• **INPUT MATERIAL**
-=-=-=-=-

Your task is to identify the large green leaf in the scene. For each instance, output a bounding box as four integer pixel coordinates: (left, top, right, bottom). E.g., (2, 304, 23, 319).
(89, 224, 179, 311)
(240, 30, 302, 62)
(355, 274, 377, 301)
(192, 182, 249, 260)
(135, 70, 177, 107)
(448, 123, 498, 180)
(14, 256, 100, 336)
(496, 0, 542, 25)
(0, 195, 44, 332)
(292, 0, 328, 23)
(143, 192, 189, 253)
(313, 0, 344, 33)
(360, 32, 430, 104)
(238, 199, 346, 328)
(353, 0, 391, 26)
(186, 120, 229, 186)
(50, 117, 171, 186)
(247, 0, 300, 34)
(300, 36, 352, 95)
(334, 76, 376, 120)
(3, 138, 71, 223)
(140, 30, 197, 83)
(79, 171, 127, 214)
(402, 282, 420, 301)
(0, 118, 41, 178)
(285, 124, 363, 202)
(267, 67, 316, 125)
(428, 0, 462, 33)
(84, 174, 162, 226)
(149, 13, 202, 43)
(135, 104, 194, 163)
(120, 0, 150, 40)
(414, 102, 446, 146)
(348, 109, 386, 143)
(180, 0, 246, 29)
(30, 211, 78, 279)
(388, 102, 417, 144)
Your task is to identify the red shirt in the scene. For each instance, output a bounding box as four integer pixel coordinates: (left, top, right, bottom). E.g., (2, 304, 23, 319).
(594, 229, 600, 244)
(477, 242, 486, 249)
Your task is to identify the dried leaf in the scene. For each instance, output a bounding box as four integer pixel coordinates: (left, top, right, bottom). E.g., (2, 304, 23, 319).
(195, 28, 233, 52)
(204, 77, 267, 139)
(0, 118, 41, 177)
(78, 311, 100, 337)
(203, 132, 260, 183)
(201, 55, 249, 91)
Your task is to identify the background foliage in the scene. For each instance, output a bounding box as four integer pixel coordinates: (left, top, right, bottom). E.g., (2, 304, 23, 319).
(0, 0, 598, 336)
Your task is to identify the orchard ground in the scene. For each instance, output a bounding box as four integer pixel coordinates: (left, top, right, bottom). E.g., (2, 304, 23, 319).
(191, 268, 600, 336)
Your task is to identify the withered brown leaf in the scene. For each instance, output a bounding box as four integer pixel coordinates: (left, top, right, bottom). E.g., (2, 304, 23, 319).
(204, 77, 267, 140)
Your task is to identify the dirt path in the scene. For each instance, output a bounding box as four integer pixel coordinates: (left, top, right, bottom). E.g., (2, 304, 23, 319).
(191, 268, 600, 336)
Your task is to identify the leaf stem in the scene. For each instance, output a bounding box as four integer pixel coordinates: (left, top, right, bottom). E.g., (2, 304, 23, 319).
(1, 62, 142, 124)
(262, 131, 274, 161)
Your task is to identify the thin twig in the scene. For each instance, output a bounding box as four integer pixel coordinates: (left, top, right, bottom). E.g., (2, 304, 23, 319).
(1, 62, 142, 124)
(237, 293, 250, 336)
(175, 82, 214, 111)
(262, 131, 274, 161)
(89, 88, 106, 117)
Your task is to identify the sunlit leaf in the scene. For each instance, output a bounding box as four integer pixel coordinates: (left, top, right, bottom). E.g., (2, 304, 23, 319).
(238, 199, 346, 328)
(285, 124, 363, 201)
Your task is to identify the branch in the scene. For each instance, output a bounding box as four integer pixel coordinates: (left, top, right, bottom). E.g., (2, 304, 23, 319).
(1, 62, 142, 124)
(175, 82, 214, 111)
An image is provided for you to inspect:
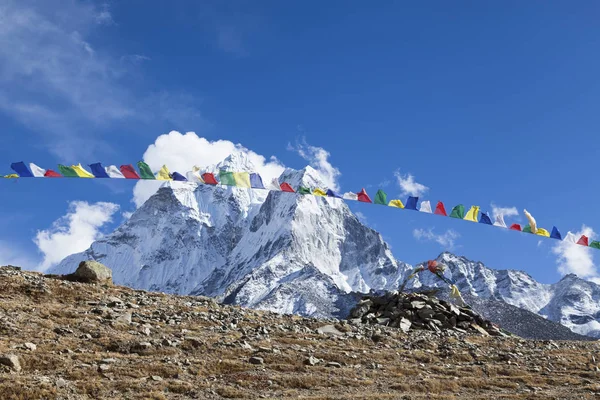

-=-=-=-=-

• **PROBLEM DETAILS**
Quote verbatim the final run of lines in the material above, from the line that contains "Your task is to identify the background" through the very last line, excluding any pictures.

• **REPLY TO THE EXERCISE**
Your task is to identify the background foliage in the scene. For each instance, output a bounding box as four integer pixel coordinates: (left, top, right, bottom). E.g., (2, 304, 23, 319).
(0, 0, 598, 336)
Your task is to identify the orchard ground in the scene. For each instance, output a bounding box as four integer pixel coordinates: (left, top, right, bottom). E.g., (2, 304, 23, 319).
(191, 268, 600, 336)
Your task is to identify the withered brown leaf in the scene. For each instance, output a bounding box as four integer pixel coordinates: (left, top, right, bottom). E.g., (2, 304, 23, 319).
(204, 77, 267, 140)
Your task is to identify the dirt path in the scene. For each instance, output a bounding box as four integer pixel coordinates: (left, top, right, bottom). E.g., (2, 304, 23, 319).
(191, 268, 600, 336)
Your task is to identify the leaf stem in the scene. For each instance, output a bounding box as four integer pixel coordinates: (left, top, right, bottom). E.g., (2, 304, 23, 319).
(1, 62, 142, 124)
(262, 131, 274, 161)
Your task is to identify the thin twig in the scene. For each instance, output a bounding box as four integer pixel coordinates: (left, top, right, bottom). E.g., (2, 304, 23, 319).
(1, 62, 142, 124)
(237, 293, 250, 336)
(175, 82, 214, 111)
(262, 131, 274, 161)
(89, 88, 106, 117)
Your task is to identify the sunlit leaf in the scene. For each instance, output a bounding box as four integer pixel coordinates: (left, top, right, bottom). E.g., (2, 304, 23, 319).
(238, 199, 346, 328)
(285, 124, 363, 201)
Your task is to identify the branch in the scene. For each instance, output a bounding box as four integer pixel coordinates: (left, top, right, bottom). E.g., (2, 304, 23, 319).
(1, 62, 142, 124)
(175, 82, 214, 111)
An image is provided for you to inspect:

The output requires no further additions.